▸ **WHAT TO DO**:
Write each line word for word, from the line that contains "bowl with a point." through the last line of the material below.
___
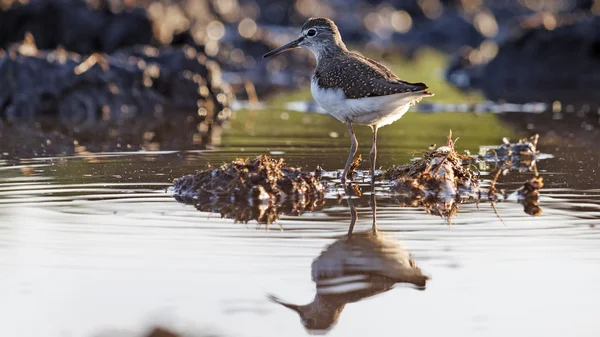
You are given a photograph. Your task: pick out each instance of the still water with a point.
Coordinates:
(94, 244)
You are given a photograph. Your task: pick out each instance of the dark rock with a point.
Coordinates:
(74, 25)
(561, 64)
(128, 84)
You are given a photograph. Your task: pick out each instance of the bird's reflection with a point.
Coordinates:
(355, 267)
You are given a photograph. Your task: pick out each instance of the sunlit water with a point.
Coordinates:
(96, 243)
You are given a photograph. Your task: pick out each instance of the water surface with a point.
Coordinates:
(95, 242)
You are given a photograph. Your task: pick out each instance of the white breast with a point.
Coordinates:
(376, 111)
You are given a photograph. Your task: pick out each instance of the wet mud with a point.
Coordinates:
(442, 179)
(252, 189)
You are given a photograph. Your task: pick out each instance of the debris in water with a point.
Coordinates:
(521, 155)
(437, 182)
(529, 194)
(259, 189)
(442, 179)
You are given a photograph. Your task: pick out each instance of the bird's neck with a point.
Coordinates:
(327, 50)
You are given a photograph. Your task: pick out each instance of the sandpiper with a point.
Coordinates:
(352, 88)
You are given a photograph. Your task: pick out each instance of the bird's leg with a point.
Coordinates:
(373, 157)
(374, 210)
(353, 148)
(353, 212)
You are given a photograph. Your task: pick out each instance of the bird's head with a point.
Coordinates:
(319, 35)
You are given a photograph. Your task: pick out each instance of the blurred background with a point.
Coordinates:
(89, 63)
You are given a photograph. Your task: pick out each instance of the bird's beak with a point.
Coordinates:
(287, 305)
(291, 45)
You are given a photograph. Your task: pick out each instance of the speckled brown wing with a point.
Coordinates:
(361, 77)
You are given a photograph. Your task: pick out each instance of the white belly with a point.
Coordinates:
(375, 111)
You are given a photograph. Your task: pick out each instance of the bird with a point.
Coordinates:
(353, 88)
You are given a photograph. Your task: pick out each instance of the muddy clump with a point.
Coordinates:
(443, 179)
(257, 189)
(529, 195)
(437, 182)
(520, 156)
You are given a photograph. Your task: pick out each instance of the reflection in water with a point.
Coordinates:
(355, 267)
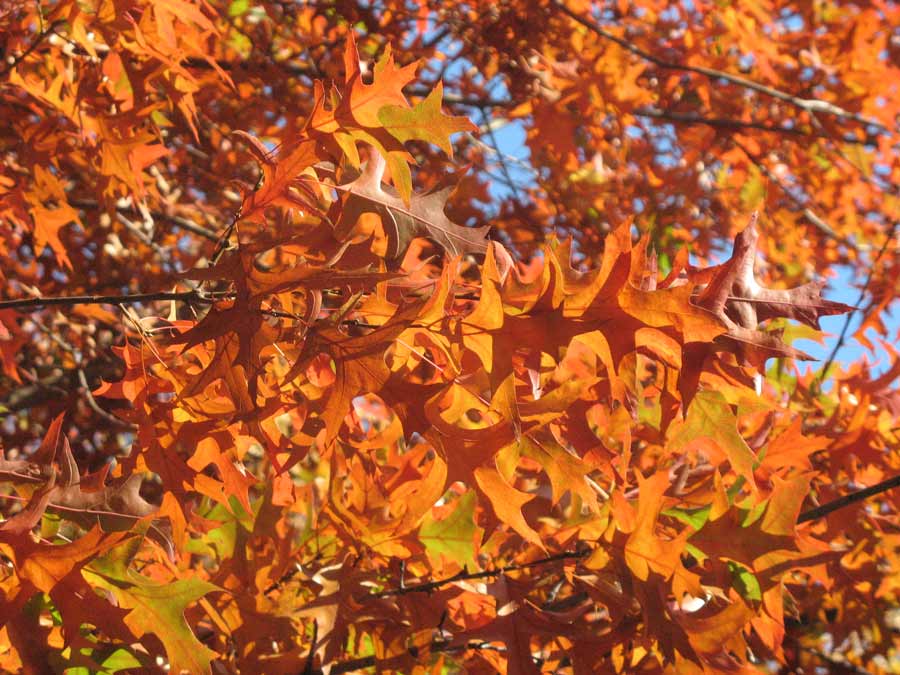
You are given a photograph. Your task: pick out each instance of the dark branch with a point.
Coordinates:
(809, 105)
(847, 500)
(467, 576)
(128, 299)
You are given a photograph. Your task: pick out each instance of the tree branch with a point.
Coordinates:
(847, 500)
(38, 40)
(127, 299)
(809, 105)
(431, 586)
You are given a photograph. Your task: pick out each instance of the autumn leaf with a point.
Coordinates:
(424, 217)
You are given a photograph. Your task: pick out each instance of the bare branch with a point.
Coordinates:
(809, 105)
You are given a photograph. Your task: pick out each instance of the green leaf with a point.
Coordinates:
(745, 582)
(710, 418)
(454, 536)
(424, 122)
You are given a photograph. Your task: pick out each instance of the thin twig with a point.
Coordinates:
(431, 586)
(809, 105)
(126, 299)
(862, 294)
(847, 500)
(51, 29)
(807, 212)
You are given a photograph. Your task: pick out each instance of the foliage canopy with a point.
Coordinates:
(302, 372)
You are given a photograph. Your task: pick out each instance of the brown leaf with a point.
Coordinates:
(736, 297)
(424, 217)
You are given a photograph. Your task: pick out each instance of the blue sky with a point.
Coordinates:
(844, 287)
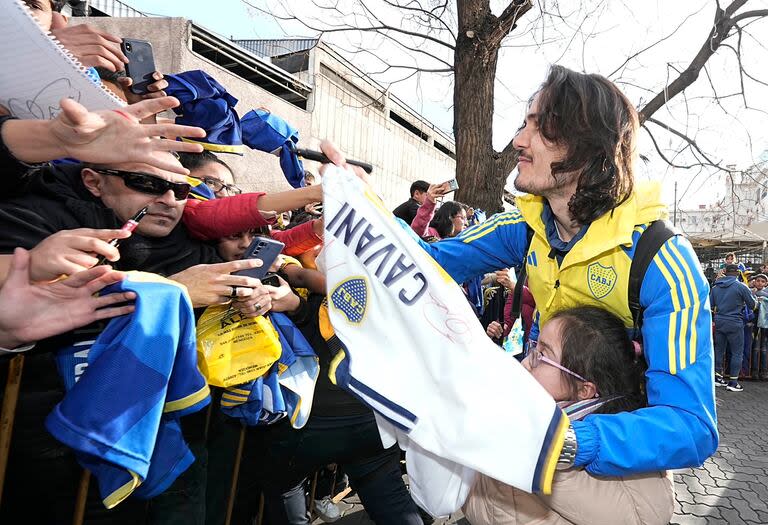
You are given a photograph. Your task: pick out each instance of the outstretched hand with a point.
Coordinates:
(337, 157)
(31, 312)
(108, 137)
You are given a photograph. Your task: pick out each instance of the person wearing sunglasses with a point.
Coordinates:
(587, 362)
(66, 218)
(234, 212)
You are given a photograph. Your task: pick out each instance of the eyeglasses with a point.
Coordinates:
(150, 184)
(218, 185)
(535, 357)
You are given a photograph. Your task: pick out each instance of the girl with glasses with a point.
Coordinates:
(585, 359)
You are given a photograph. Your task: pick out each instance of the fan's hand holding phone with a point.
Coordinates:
(140, 66)
(264, 249)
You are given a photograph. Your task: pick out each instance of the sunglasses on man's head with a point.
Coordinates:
(150, 184)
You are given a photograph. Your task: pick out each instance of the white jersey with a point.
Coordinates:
(417, 355)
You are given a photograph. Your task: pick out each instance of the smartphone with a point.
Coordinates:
(141, 64)
(271, 280)
(264, 249)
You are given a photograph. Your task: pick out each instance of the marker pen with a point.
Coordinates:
(131, 225)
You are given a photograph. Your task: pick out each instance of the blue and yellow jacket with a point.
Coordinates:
(679, 427)
(121, 413)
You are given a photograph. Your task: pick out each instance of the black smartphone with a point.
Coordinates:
(264, 249)
(271, 280)
(141, 64)
(453, 184)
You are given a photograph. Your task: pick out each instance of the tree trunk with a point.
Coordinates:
(481, 184)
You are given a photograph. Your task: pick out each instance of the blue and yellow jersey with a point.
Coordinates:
(679, 427)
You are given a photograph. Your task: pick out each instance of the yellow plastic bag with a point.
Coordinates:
(233, 349)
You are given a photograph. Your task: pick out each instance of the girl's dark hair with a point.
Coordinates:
(597, 124)
(443, 219)
(194, 161)
(596, 345)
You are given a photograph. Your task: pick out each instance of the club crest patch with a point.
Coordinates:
(350, 297)
(601, 279)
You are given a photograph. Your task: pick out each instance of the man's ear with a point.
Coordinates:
(93, 181)
(58, 20)
(587, 390)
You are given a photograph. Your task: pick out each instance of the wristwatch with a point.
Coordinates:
(568, 454)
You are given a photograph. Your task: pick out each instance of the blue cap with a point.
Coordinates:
(207, 104)
(267, 132)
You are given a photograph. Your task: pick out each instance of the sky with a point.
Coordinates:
(593, 36)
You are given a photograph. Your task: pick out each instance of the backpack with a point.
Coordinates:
(648, 245)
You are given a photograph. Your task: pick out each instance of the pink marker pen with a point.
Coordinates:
(131, 225)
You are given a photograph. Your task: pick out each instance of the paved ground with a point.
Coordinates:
(731, 488)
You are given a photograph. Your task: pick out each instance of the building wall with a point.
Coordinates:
(357, 119)
(337, 112)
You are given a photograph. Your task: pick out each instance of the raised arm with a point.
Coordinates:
(679, 427)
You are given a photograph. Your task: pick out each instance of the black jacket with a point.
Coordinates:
(56, 199)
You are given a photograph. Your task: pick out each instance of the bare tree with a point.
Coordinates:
(464, 37)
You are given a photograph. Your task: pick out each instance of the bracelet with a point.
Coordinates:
(17, 350)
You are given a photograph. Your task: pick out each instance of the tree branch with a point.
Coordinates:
(507, 21)
(723, 23)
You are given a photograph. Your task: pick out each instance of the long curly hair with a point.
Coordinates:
(598, 125)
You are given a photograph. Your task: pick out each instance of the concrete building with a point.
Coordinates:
(742, 211)
(309, 84)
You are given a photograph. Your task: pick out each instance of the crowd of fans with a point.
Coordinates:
(639, 404)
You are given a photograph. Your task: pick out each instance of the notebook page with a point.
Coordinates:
(37, 72)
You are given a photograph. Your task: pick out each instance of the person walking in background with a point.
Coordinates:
(407, 210)
(728, 297)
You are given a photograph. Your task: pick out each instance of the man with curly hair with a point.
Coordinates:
(576, 231)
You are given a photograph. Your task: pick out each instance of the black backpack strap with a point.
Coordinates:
(648, 245)
(517, 296)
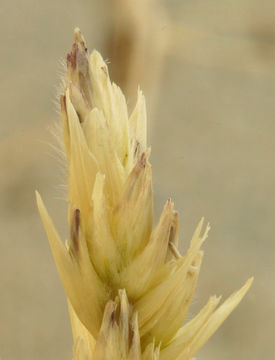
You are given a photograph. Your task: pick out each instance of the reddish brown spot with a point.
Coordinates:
(113, 317)
(75, 230)
(72, 56)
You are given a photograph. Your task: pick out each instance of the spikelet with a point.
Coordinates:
(128, 287)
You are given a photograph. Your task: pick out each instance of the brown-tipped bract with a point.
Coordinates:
(128, 286)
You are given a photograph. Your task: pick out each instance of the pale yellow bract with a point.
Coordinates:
(128, 287)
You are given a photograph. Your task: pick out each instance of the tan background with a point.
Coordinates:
(212, 136)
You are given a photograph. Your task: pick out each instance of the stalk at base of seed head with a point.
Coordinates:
(128, 286)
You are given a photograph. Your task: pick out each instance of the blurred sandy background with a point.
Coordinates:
(209, 77)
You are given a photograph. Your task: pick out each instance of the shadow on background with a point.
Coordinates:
(208, 72)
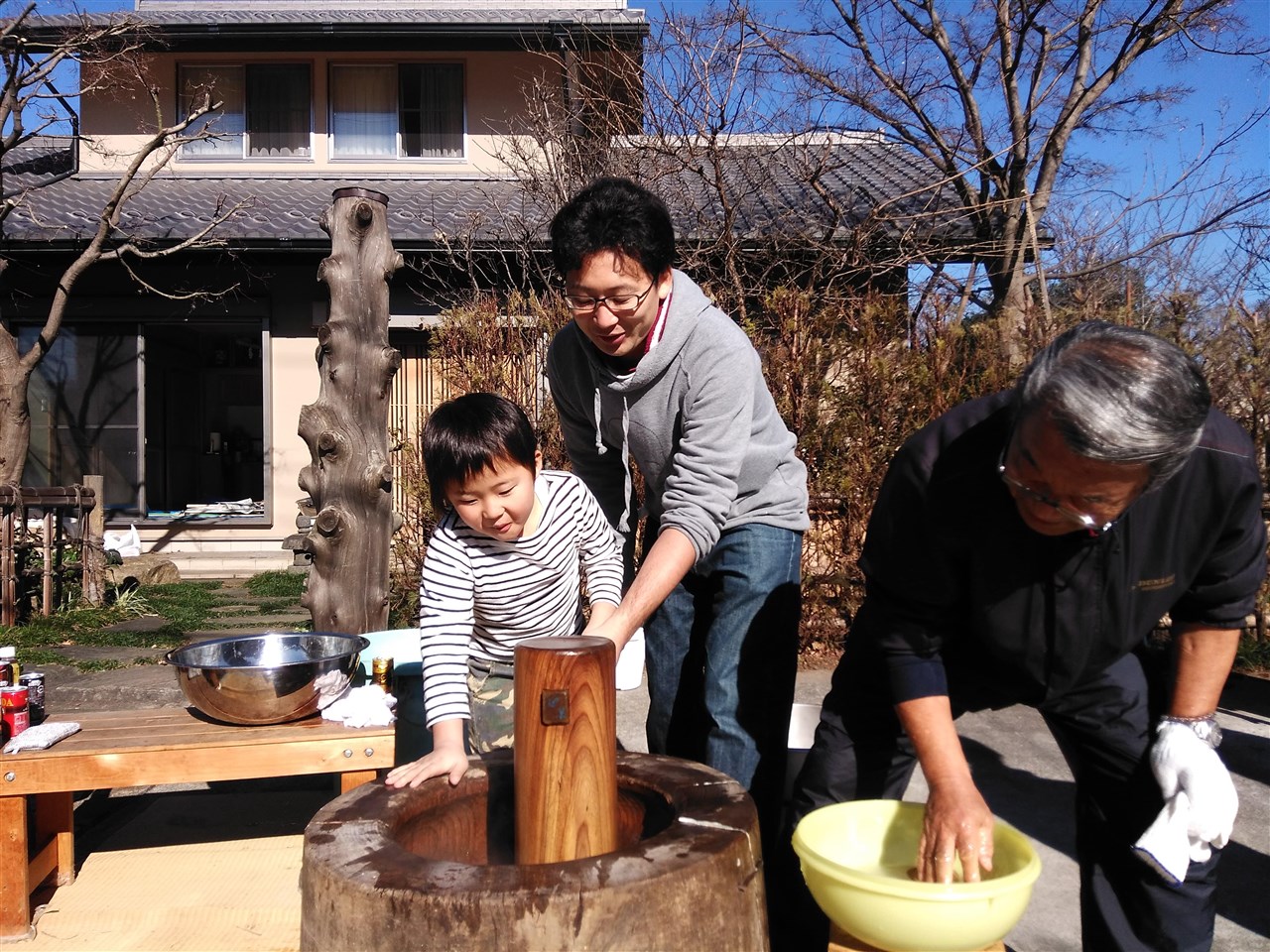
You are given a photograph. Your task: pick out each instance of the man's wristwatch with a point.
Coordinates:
(1206, 728)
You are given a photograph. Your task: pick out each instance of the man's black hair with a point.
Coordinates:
(467, 435)
(613, 214)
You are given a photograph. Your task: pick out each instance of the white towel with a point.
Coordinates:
(362, 707)
(1167, 847)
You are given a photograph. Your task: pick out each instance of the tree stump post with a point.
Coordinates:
(347, 428)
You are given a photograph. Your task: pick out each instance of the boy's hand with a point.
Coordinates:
(443, 761)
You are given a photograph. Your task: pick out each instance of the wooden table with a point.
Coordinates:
(140, 748)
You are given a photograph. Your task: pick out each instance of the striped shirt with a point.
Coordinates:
(480, 595)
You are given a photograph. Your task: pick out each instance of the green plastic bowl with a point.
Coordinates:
(856, 857)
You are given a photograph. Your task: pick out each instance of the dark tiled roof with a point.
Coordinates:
(187, 21)
(775, 191)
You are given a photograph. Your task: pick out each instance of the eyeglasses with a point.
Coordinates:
(1083, 520)
(617, 304)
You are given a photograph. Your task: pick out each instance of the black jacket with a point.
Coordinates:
(955, 581)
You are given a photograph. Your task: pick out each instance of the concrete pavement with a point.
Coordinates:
(1015, 762)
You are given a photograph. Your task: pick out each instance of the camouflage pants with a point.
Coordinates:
(490, 692)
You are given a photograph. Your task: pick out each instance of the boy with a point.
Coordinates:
(502, 566)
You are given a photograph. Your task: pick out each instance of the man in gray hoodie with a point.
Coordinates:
(652, 371)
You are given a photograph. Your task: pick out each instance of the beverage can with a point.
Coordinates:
(35, 684)
(381, 673)
(14, 711)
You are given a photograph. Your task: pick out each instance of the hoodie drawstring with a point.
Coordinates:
___
▸ **THE RESULT**:
You are given a photograph. Your task: pick out each instance of the green plastic bowl with a point.
Coordinates:
(856, 857)
You are given a photograph. Your task: pick out each instance of the dark tiled roof with a point.
Coordinates:
(187, 21)
(775, 191)
You are given a photograph. Your task: pick out each instance of the eyeglasses with a point.
Coordinates:
(1083, 520)
(617, 304)
You are given a photograph. Your task: pick out each instance of the black jacket with a point.
Coordinates:
(955, 581)
You are given a photograph. Your task: pick out each instance of the concrete pavement with a point.
Coordinates:
(1015, 762)
You are given a photograph. Your task: pick out each instance of the camouflage pants with a point.
Coordinates:
(490, 692)
You are given a photograph. Your task: pick out each instance of the boy with a point.
Coordinates:
(502, 566)
You are given a photograph. Your task: pick out each instance of the man in gray hoodie with a point.
Coordinates:
(652, 371)
You are given a photograph. Your task: pick out each instance of the beverage can with a point.
Coordinates:
(35, 684)
(381, 673)
(14, 711)
You are given a photograph. Your task: pick out each instance of the hoodie drawstring with a point.
Coordinates:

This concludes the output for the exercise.